### [Problem description]
Pick out every line in the data below that contains the string "frame", treating uppercase and lowercase as different.

Stored data
******

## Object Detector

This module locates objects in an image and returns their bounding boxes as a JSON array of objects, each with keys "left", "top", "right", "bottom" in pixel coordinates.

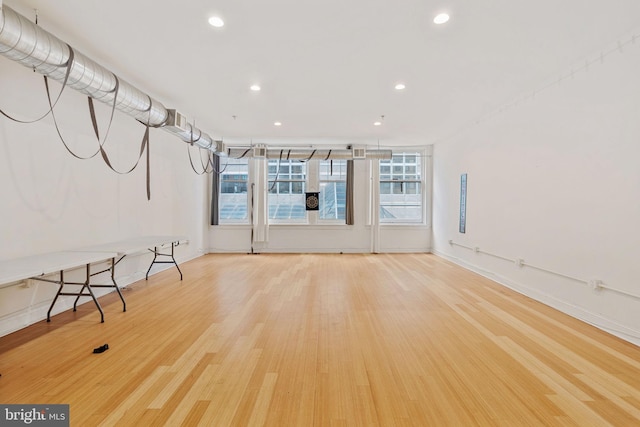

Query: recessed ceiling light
[
  {"left": 433, "top": 13, "right": 449, "bottom": 24},
  {"left": 209, "top": 16, "right": 224, "bottom": 28}
]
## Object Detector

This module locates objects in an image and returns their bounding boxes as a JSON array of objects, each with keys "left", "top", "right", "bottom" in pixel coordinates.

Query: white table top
[
  {"left": 74, "top": 236, "right": 187, "bottom": 256},
  {"left": 0, "top": 236, "right": 187, "bottom": 285},
  {"left": 0, "top": 251, "right": 117, "bottom": 284}
]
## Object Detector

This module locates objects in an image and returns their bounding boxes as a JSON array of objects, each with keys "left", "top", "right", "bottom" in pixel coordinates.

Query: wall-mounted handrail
[{"left": 449, "top": 240, "right": 640, "bottom": 300}]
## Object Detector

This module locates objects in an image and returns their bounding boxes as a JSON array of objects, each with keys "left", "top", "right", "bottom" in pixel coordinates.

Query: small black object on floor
[{"left": 93, "top": 344, "right": 109, "bottom": 353}]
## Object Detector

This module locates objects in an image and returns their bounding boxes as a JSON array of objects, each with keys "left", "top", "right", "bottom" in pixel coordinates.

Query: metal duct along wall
[
  {"left": 0, "top": 2, "right": 217, "bottom": 151},
  {"left": 227, "top": 147, "right": 392, "bottom": 160}
]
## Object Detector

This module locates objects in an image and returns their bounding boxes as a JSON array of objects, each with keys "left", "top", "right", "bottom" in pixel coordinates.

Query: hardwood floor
[{"left": 0, "top": 254, "right": 640, "bottom": 427}]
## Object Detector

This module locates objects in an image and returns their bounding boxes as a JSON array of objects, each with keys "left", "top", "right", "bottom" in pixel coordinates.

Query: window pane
[
  {"left": 269, "top": 159, "right": 307, "bottom": 222},
  {"left": 319, "top": 181, "right": 347, "bottom": 219},
  {"left": 218, "top": 158, "right": 249, "bottom": 224},
  {"left": 380, "top": 153, "right": 423, "bottom": 223},
  {"left": 319, "top": 160, "right": 347, "bottom": 220}
]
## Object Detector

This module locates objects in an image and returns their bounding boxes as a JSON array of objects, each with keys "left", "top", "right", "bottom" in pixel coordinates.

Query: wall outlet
[{"left": 589, "top": 279, "right": 602, "bottom": 291}]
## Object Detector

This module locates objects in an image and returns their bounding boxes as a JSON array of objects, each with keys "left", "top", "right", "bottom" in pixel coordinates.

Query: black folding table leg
[
  {"left": 47, "top": 270, "right": 64, "bottom": 322},
  {"left": 111, "top": 258, "right": 127, "bottom": 311}
]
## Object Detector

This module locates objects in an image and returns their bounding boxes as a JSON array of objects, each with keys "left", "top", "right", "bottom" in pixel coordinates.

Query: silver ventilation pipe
[
  {"left": 227, "top": 147, "right": 392, "bottom": 160},
  {"left": 0, "top": 2, "right": 219, "bottom": 151}
]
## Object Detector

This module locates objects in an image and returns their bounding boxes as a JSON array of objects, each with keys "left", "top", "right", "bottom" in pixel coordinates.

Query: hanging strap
[{"left": 0, "top": 45, "right": 75, "bottom": 124}]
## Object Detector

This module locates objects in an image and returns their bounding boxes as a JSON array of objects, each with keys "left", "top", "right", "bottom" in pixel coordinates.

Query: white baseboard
[{"left": 432, "top": 251, "right": 640, "bottom": 346}]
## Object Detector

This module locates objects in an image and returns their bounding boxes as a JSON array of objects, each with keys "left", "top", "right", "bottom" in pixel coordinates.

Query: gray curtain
[
  {"left": 345, "top": 160, "right": 353, "bottom": 225},
  {"left": 211, "top": 155, "right": 220, "bottom": 225}
]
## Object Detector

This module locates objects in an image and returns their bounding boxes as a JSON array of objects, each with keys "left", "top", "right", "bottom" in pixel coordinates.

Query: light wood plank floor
[{"left": 0, "top": 254, "right": 640, "bottom": 427}]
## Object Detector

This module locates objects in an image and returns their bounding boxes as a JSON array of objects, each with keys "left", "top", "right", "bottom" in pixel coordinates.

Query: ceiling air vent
[
  {"left": 165, "top": 110, "right": 189, "bottom": 132},
  {"left": 253, "top": 145, "right": 267, "bottom": 159},
  {"left": 351, "top": 147, "right": 367, "bottom": 160}
]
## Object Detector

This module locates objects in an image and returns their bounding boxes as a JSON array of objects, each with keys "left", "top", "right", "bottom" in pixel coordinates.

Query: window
[
  {"left": 268, "top": 160, "right": 307, "bottom": 222},
  {"left": 380, "top": 153, "right": 423, "bottom": 223},
  {"left": 218, "top": 158, "right": 249, "bottom": 224},
  {"left": 319, "top": 160, "right": 347, "bottom": 220}
]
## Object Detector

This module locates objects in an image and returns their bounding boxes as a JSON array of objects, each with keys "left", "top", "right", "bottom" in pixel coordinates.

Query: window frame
[
  {"left": 377, "top": 148, "right": 427, "bottom": 226},
  {"left": 214, "top": 157, "right": 252, "bottom": 225}
]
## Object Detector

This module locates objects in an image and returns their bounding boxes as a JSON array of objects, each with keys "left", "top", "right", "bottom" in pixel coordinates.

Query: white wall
[
  {"left": 0, "top": 57, "right": 207, "bottom": 335},
  {"left": 433, "top": 41, "right": 640, "bottom": 344},
  {"left": 209, "top": 154, "right": 431, "bottom": 253}
]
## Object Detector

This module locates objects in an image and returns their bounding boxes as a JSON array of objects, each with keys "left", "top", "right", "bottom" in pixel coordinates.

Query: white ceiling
[{"left": 4, "top": 0, "right": 640, "bottom": 146}]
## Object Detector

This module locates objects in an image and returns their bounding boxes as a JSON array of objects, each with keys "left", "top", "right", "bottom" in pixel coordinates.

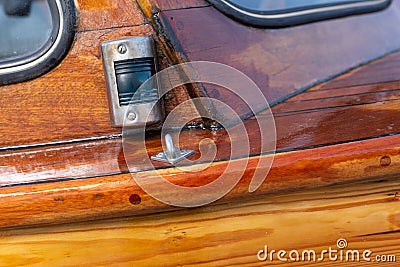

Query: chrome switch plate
[{"left": 101, "top": 36, "right": 164, "bottom": 127}]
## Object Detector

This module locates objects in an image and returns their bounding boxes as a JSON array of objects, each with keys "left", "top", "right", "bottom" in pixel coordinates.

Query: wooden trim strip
[{"left": 0, "top": 136, "right": 400, "bottom": 227}]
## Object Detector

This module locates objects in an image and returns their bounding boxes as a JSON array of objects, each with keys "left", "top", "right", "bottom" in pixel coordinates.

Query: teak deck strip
[
  {"left": 0, "top": 178, "right": 400, "bottom": 266},
  {"left": 0, "top": 0, "right": 400, "bottom": 232}
]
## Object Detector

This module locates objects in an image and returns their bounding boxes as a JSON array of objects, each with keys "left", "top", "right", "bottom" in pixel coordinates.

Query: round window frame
[{"left": 0, "top": 0, "right": 77, "bottom": 85}]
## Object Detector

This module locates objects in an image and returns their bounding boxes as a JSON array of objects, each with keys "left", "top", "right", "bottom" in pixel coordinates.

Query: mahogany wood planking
[
  {"left": 0, "top": 179, "right": 400, "bottom": 267},
  {"left": 0, "top": 136, "right": 400, "bottom": 230},
  {"left": 0, "top": 0, "right": 400, "bottom": 230},
  {"left": 157, "top": 0, "right": 400, "bottom": 118}
]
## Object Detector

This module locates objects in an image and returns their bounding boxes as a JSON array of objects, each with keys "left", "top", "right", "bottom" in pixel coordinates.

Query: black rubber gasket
[
  {"left": 207, "top": 0, "right": 392, "bottom": 28},
  {"left": 0, "top": 0, "right": 77, "bottom": 85}
]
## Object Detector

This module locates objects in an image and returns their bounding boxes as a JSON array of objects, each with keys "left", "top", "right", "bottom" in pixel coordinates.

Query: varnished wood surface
[
  {"left": 0, "top": 1, "right": 400, "bottom": 230},
  {"left": 0, "top": 49, "right": 400, "bottom": 186},
  {"left": 0, "top": 136, "right": 400, "bottom": 227},
  {"left": 157, "top": 0, "right": 400, "bottom": 117},
  {"left": 0, "top": 177, "right": 400, "bottom": 266}
]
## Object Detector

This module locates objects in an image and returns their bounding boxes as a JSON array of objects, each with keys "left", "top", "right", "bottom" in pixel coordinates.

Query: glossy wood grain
[
  {"left": 0, "top": 178, "right": 400, "bottom": 266},
  {"left": 0, "top": 1, "right": 400, "bottom": 230},
  {"left": 0, "top": 133, "right": 400, "bottom": 227},
  {"left": 0, "top": 47, "right": 400, "bottom": 199}
]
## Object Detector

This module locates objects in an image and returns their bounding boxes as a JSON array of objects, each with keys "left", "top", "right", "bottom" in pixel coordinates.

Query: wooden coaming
[{"left": 0, "top": 1, "right": 400, "bottom": 230}]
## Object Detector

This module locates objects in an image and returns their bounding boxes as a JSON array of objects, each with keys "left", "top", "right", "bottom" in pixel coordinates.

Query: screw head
[
  {"left": 127, "top": 111, "right": 136, "bottom": 121},
  {"left": 117, "top": 44, "right": 128, "bottom": 54}
]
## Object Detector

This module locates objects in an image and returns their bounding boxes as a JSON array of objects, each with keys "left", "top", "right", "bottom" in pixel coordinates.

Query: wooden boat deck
[{"left": 0, "top": 0, "right": 400, "bottom": 266}]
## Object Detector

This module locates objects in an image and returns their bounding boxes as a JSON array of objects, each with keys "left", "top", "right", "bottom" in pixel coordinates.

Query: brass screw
[
  {"left": 117, "top": 44, "right": 128, "bottom": 54},
  {"left": 127, "top": 112, "right": 136, "bottom": 121}
]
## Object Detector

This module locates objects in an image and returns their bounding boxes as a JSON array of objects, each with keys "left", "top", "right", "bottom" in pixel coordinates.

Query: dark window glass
[
  {"left": 0, "top": 0, "right": 76, "bottom": 85},
  {"left": 0, "top": 0, "right": 53, "bottom": 62}
]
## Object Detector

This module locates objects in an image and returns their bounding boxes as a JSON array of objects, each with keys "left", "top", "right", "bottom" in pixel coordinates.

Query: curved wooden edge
[
  {"left": 0, "top": 135, "right": 400, "bottom": 227},
  {"left": 0, "top": 176, "right": 400, "bottom": 266}
]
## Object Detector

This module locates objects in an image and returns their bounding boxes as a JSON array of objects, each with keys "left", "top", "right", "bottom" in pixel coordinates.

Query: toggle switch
[{"left": 101, "top": 37, "right": 164, "bottom": 127}]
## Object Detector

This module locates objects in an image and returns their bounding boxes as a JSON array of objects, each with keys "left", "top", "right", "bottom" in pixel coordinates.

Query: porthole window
[
  {"left": 209, "top": 0, "right": 391, "bottom": 27},
  {"left": 0, "top": 0, "right": 76, "bottom": 85}
]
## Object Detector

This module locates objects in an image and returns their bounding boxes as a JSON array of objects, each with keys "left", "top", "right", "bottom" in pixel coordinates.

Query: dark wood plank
[
  {"left": 77, "top": 0, "right": 145, "bottom": 31},
  {"left": 160, "top": 2, "right": 400, "bottom": 117},
  {"left": 321, "top": 53, "right": 400, "bottom": 89},
  {"left": 285, "top": 80, "right": 400, "bottom": 103}
]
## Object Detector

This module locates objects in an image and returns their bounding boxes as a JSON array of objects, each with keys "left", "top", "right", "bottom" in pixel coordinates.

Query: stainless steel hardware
[{"left": 101, "top": 37, "right": 164, "bottom": 127}]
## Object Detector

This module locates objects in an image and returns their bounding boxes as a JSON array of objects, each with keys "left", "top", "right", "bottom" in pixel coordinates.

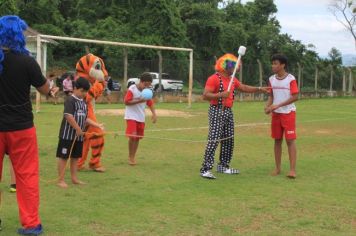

******

### [Solution to the problem]
Query: window frame
Query: round window frame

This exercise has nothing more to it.